*Direction:*
Please copy the listing below character for character, from the line with "Highlight pony's front" to the line with "[0,253,123,287]", both lines included.

*Raw records:*
::::::::::

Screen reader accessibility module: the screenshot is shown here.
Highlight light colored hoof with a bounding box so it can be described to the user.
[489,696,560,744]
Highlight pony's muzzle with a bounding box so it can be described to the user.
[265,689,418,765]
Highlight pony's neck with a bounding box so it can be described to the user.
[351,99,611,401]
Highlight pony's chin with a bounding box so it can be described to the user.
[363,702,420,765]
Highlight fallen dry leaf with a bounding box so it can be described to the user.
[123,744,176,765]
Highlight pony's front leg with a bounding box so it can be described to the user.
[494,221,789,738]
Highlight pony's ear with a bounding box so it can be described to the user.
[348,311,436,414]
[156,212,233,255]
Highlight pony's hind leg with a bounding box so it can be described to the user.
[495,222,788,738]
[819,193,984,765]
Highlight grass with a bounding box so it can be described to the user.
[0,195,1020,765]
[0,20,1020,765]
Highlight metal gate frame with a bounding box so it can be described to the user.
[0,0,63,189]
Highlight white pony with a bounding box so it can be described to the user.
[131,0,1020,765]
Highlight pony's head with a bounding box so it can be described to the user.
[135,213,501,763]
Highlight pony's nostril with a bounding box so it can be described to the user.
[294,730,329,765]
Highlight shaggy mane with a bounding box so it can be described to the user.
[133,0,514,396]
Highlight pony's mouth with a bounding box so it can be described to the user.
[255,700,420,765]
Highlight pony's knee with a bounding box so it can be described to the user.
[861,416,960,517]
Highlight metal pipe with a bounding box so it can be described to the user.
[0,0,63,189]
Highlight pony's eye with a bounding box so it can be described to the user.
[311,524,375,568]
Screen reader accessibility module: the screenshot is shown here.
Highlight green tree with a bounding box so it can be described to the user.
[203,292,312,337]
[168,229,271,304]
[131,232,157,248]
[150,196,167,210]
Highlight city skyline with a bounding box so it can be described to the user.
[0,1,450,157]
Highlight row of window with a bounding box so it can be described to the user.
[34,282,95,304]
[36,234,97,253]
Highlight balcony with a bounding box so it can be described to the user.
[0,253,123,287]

::::::::::

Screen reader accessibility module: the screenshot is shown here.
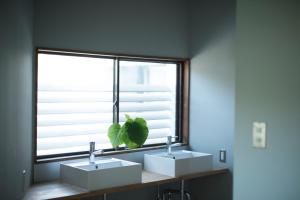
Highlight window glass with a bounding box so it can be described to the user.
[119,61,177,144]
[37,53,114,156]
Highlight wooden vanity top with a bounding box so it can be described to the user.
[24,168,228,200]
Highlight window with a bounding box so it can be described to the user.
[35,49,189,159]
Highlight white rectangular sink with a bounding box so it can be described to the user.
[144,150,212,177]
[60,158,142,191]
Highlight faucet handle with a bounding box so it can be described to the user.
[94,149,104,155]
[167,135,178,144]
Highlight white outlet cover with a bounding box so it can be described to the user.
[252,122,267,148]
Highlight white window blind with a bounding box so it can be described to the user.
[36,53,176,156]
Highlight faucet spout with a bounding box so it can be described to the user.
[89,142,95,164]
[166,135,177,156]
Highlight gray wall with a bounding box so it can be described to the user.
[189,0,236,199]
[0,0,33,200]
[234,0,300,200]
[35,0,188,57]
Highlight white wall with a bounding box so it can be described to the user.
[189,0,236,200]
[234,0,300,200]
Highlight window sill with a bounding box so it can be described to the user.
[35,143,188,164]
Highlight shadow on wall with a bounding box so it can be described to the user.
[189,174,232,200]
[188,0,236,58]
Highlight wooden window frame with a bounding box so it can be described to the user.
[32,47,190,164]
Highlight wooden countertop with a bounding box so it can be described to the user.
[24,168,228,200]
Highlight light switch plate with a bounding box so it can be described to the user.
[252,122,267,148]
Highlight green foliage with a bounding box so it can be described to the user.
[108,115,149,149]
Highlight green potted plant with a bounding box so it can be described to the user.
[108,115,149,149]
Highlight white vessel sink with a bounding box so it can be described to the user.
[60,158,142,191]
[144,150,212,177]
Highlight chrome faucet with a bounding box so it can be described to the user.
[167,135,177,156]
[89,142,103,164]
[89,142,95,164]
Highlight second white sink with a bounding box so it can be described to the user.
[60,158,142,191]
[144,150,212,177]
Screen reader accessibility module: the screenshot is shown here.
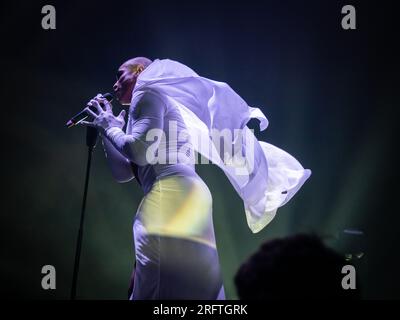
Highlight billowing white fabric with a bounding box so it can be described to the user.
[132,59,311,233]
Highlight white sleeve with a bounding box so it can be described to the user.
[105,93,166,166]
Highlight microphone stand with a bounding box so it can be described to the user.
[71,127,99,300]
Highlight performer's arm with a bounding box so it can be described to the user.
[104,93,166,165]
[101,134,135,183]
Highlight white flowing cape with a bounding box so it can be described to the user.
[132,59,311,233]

::::::::::

*Problem solution:*
Highlight pony's front leg with a bounding box so it can be described to the user.
[494,221,789,738]
Highlight pony's ear with a bounding box so it can be described to the user.
[348,311,436,414]
[156,212,233,255]
Highlight pony's hind leg with a bounding box so it can be described to the user.
[495,222,788,738]
[819,193,984,765]
Highlight grass with a bounding box so it can be described to the user.
[0,195,1020,765]
[0,20,1020,765]
Highlight metal gate frame with a bounding box so it can be described to the user.
[0,0,63,189]
Highlight white pony with a bounding box so it can be described to the user.
[131,0,1020,765]
Highlight pony's head with a bounding box so it can be described to the user.
[135,213,501,763]
Highlight pony's nostril with a bounding box so it can be described to the user.
[294,730,329,765]
Highlight shaggy mane with a bounding box so it can be described to the user.
[133,0,514,396]
Highlight pony's mouth with a bounding box so it can be described to the user.
[255,700,420,765]
Highlight pony's knee with a bounding box so it can be described to the user.
[861,416,960,517]
Highlight metal pipe with a bounding box so it can be described to the user.
[0,0,63,189]
Highlight pony's eye with a bounding box so it can be described to the user.
[311,524,375,568]
Screen reader accessibility module: the screenshot is shown here.
Highlight green tree with a bounding box so it can be described to the user.
[203,292,312,337]
[168,229,271,304]
[131,232,157,248]
[150,196,167,210]
Highlight city skyline with a bounding box so it can be described to the user.
[0,1,450,157]
Highlight row of window with a bounding box so it can be described to the user.
[34,282,95,304]
[36,234,97,253]
Highlight balcony with a bounding box so it can be described to the user.
[0,253,123,287]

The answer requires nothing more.